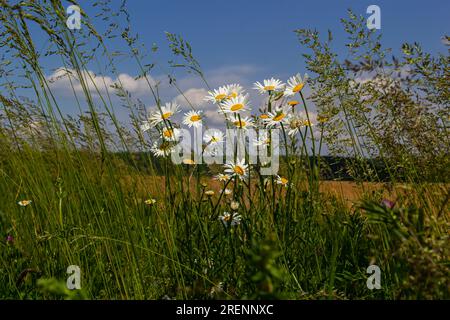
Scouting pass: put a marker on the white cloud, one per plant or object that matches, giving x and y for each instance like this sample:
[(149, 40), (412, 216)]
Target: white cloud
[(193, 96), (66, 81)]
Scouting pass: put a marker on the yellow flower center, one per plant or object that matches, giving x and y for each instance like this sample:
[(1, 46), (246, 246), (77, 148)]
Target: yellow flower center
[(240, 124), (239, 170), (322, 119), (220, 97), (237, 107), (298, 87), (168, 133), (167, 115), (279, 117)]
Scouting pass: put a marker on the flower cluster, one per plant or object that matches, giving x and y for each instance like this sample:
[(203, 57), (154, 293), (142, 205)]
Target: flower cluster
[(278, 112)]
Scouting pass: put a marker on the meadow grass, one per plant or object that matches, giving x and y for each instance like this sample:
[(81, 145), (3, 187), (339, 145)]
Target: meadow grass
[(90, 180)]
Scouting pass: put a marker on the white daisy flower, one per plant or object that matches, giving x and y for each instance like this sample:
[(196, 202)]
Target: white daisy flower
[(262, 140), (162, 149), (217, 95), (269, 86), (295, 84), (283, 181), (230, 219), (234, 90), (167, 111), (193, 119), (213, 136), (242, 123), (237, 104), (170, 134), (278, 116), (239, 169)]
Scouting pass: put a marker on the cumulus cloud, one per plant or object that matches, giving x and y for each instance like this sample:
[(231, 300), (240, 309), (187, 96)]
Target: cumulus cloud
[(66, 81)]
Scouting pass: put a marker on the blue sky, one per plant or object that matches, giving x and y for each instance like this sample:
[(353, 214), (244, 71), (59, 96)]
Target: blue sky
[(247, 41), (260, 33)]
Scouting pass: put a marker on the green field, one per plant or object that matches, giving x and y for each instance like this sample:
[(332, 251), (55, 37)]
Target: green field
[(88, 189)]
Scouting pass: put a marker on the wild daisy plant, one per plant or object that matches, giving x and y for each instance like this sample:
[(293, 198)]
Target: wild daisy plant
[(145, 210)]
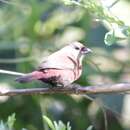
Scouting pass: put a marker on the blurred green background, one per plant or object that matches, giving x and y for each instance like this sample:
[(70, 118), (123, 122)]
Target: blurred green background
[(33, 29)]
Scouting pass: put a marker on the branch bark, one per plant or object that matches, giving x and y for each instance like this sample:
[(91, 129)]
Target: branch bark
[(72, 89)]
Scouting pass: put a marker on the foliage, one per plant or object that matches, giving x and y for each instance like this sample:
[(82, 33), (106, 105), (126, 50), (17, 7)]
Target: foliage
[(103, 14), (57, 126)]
....
- [TASK BRIEF] Reproduce every row above word for word, omitting the pictures.

- [PROBLEM SOLUTION]
Scouting pass: put a marker on the white cloud, one per plant or object that matches, giving x and y for each instance like this sample:
[(149, 40), (412, 216)]
Target: white cloud
[(193, 96), (66, 81)]
Scouting pass: put a marker on the yellow flower center, one per plant or object that matches, giving x and y for each instance like this sample:
[(1, 46), (246, 246), (77, 148)]
Target: yellow flower center
[(240, 124), (239, 170), (322, 119), (220, 97), (237, 107), (298, 87), (168, 133), (167, 115), (279, 117)]
Scouting pass: put a marker on the flower cluster, one per plant or object that matches, giving x and y for each instance like this sample:
[(203, 57), (154, 293), (142, 205)]
Target: flower cluster
[(278, 112)]
Scouting pass: put a marker on the meadow grass, one per plant or object that matches, giving x and y for each instance like this sample:
[(81, 145), (3, 187), (339, 145)]
Target: meadow grass
[(90, 180)]
Scouting pass: put a marker on the white daisy flower, one per plant or object that matches, giving x and y for each instance like this sample:
[(196, 202)]
Target: white daisy flower
[(262, 140), (162, 149), (217, 95), (269, 86), (295, 84), (283, 181), (230, 219), (234, 90), (167, 111), (193, 119), (213, 136), (242, 123), (237, 104), (170, 134), (278, 116), (239, 169)]
Scouting pass: put a marker on the cumulus cloud, one per plant or object that matches, giving x and y for each instance like this sample:
[(231, 300), (240, 309), (187, 96)]
Target: cumulus cloud
[(66, 81)]
Scouting pass: put a marker on the blue sky, one per plant or object that matches, giving x and y for each instance like this sample:
[(353, 214), (244, 71), (59, 96)]
Target: blue sky
[(247, 41), (260, 33)]
Scouting pass: put a marker on the green field, one per plant or object that matches, giving x and y for each instance like this sample:
[(332, 251), (55, 37)]
Target: green field
[(88, 189)]
Scouting pass: put a marker on the wild daisy plant, one per plant or object that matches, giving x and y for each instance like this sample:
[(293, 198)]
Target: wild daisy plant
[(145, 210)]
Scouting pass: put a marker on the blurred green background, one per plant or object that matches, giving x and y for each instance like this sample:
[(70, 118), (123, 122)]
Target: blurred green background
[(33, 29)]
Scouting pass: put a marker on the branch bark, one per plant or object that matches, giving x and y for each instance like this sample:
[(91, 129)]
Target: branch bark
[(72, 89)]
Scouting pass: put a marker on the foliage, one per plant or object that matches, giving x and y for each instance like this sample:
[(82, 33), (106, 105), (126, 50), (17, 7)]
Target: foliage
[(103, 14), (57, 126)]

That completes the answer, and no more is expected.